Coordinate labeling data
● ● ●

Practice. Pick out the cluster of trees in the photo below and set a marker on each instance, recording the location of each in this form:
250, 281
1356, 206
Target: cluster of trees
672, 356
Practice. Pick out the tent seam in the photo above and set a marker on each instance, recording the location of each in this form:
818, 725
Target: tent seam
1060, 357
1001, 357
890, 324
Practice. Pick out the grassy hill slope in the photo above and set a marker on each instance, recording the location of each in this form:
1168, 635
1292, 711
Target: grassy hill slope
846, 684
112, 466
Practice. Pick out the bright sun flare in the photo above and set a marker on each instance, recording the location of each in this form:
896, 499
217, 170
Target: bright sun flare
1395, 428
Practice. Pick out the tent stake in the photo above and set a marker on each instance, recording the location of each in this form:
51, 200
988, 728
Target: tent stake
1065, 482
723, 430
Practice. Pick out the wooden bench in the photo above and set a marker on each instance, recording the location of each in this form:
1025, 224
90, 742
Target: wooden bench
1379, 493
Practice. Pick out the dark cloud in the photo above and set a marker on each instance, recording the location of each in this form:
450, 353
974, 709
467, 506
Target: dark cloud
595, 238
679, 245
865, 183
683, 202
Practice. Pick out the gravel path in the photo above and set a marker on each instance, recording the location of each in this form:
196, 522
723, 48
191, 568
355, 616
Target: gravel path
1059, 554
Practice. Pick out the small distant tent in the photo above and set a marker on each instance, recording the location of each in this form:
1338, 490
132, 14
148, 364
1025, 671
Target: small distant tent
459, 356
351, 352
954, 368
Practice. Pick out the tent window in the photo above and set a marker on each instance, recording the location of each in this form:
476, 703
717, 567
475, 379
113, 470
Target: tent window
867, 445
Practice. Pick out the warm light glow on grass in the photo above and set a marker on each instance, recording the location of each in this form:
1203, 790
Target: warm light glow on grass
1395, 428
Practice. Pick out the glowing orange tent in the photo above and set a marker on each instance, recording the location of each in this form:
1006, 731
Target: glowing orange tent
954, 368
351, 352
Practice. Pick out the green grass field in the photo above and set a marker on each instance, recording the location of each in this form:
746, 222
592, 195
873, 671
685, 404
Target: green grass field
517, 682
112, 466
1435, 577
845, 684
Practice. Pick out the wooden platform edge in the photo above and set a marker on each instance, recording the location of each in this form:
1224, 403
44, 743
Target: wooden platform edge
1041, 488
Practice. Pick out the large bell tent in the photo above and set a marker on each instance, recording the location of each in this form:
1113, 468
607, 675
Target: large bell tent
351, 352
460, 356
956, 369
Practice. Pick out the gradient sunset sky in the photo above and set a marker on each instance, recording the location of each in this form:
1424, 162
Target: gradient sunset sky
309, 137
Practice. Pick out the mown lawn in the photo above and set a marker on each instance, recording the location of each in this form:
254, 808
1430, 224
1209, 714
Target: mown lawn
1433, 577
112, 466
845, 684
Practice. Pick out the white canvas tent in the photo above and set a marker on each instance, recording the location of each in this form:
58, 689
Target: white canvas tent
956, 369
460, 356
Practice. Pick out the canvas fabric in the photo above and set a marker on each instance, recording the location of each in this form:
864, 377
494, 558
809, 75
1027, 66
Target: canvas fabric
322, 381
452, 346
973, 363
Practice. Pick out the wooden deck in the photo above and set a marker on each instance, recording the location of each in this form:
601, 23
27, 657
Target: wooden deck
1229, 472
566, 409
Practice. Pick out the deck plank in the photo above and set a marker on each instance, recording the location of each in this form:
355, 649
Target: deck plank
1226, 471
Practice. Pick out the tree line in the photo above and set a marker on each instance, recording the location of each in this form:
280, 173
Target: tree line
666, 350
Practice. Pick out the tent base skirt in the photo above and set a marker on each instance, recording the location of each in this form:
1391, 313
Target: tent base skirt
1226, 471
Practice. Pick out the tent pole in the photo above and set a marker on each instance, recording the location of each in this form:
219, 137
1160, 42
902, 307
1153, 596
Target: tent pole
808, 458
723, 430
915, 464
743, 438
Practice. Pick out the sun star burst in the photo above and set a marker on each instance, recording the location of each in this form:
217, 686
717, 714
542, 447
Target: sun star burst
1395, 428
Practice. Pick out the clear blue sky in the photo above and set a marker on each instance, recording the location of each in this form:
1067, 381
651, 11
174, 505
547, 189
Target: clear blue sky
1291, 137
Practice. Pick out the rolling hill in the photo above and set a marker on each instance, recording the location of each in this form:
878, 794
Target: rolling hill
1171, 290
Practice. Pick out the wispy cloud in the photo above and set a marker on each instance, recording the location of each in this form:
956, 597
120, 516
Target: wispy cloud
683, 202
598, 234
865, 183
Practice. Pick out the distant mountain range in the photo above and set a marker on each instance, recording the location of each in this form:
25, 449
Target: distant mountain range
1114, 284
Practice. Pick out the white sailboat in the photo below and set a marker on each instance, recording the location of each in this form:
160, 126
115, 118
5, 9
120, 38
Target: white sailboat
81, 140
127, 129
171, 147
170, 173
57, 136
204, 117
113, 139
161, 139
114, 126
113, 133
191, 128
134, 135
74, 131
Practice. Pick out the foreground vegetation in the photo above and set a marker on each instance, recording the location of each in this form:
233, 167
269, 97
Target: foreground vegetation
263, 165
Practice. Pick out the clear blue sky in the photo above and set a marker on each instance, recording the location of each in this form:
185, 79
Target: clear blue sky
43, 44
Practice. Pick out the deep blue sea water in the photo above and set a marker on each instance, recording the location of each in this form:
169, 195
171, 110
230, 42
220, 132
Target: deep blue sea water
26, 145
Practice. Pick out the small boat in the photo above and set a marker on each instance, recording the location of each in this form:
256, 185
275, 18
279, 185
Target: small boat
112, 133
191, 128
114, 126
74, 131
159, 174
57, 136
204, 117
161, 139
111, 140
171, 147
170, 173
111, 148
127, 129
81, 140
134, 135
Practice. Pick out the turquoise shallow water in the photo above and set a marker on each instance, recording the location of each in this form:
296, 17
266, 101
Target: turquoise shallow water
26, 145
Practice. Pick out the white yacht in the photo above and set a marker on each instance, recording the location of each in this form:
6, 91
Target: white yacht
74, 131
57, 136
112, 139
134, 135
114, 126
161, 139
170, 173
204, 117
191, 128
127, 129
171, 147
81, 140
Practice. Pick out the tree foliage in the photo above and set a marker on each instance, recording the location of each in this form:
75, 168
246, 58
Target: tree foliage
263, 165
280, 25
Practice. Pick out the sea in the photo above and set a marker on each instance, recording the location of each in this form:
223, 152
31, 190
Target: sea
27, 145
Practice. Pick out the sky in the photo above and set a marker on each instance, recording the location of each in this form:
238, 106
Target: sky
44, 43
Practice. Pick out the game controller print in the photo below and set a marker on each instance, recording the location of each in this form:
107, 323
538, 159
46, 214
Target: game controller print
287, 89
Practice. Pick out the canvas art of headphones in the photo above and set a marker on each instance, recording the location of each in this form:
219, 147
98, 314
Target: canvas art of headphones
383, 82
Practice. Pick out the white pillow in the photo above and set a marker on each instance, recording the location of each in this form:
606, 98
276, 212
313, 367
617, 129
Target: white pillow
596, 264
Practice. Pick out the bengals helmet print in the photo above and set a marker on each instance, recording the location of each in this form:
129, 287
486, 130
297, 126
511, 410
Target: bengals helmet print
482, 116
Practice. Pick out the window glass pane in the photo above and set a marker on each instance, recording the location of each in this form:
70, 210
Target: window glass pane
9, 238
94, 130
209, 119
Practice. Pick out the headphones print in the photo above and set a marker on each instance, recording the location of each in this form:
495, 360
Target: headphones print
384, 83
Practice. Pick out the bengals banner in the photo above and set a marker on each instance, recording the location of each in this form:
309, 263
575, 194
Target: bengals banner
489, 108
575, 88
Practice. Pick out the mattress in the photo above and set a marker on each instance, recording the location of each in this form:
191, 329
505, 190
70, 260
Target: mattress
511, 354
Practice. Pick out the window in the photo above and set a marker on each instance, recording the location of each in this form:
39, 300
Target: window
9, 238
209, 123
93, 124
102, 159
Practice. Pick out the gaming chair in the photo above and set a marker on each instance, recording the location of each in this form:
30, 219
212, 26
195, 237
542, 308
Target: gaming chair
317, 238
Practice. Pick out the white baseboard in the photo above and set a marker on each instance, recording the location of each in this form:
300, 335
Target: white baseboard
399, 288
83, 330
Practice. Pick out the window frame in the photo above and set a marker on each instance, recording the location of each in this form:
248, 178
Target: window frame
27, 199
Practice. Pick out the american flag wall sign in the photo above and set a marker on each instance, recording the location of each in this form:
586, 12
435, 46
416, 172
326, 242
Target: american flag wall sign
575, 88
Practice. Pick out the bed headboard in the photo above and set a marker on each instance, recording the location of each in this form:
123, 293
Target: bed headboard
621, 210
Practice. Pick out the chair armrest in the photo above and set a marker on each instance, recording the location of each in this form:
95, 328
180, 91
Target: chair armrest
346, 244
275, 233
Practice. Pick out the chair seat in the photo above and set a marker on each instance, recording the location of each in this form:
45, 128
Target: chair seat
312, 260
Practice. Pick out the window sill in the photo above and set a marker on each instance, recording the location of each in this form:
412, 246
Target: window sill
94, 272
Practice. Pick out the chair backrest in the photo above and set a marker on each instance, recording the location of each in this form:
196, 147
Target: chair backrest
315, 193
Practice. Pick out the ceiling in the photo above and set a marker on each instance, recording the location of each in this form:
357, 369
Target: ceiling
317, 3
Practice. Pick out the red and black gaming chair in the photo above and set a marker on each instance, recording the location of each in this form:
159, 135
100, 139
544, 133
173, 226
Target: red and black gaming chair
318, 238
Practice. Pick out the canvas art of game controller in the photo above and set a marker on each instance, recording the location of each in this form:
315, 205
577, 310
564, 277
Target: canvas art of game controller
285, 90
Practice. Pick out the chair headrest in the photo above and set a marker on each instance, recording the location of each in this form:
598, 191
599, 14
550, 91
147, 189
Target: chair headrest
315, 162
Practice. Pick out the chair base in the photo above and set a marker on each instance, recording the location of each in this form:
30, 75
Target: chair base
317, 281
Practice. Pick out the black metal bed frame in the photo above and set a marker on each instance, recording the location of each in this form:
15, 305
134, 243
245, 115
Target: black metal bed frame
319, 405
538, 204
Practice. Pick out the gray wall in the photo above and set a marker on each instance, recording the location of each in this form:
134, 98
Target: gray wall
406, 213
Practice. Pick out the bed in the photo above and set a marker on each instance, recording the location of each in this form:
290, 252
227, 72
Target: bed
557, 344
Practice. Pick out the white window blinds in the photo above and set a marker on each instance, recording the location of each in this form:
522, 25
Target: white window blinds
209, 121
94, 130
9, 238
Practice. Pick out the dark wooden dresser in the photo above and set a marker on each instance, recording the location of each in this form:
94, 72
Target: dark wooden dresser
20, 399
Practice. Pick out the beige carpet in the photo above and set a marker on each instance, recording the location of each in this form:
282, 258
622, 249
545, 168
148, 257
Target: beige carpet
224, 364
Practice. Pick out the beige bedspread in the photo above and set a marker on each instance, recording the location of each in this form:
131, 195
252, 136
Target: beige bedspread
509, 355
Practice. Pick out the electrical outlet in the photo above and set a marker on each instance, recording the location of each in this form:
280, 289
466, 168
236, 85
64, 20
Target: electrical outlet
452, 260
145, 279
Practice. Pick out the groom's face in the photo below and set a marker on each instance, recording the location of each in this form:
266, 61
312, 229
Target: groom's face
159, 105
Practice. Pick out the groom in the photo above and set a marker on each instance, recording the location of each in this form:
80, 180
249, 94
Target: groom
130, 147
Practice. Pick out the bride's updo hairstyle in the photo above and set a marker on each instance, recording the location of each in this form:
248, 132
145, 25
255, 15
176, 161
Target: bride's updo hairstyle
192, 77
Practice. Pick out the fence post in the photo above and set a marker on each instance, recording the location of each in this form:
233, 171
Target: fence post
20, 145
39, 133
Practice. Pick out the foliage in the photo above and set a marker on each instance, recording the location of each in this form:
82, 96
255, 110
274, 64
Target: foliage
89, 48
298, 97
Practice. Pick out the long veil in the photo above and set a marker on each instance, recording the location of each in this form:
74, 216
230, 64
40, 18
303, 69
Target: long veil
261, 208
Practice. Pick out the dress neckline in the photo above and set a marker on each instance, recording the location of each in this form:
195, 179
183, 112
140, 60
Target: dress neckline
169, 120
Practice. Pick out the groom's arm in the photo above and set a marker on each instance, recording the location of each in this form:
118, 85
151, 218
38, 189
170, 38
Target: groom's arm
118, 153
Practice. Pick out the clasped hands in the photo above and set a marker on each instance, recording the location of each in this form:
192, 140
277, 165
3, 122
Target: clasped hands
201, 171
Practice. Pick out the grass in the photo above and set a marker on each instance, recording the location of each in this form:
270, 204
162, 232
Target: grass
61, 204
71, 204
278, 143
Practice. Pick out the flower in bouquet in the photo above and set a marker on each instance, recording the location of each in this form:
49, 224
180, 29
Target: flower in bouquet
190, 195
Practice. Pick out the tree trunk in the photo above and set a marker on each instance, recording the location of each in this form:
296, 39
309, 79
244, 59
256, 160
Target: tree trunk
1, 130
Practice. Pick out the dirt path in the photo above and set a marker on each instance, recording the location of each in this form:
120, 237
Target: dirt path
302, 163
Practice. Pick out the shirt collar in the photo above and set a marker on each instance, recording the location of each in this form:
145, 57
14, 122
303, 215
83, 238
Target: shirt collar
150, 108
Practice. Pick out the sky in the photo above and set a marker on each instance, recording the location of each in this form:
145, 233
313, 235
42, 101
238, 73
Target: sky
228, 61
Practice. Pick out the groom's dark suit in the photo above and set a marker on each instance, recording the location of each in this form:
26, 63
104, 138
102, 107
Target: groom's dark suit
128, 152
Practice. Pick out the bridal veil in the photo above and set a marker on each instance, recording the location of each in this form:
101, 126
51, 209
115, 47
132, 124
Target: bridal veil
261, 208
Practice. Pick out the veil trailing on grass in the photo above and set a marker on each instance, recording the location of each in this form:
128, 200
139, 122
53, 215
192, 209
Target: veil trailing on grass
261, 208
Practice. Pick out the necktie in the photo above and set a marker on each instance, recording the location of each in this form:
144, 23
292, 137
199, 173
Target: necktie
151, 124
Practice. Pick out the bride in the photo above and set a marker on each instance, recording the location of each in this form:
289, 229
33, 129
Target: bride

● ● ●

- _THE REQUEST_
Please write out the entries again, starting at the line that contains "Practice. Pick out the bridal" and ending at the last line of the entries, with each answer coordinate offset by adding 115 to both of its numbers and every other line left unchanged.

- _FULL RESPONSE_
Practice. Pick out the bridal veil in the photo above and set a marker on each instance, recording the location of each in this form:
101, 126
51, 209
115, 47
132, 124
Target: bridal veil
376, 323
Practice. Pick out the veil trailing on grass in the photo above and set a marker on each instance, recording the location of each in this form:
128, 200
139, 122
53, 215
192, 209
Target: veil trailing on grass
376, 323
Practice. Pick out the necktie in the photo above and set a marker on each instance, recording the location of each in this form:
144, 23
292, 137
199, 173
Target: necktie
266, 239
Practice. Pick out the bride in the photo above and set a marker on each instance, recording the location of each in this form:
289, 229
33, 129
Target: bride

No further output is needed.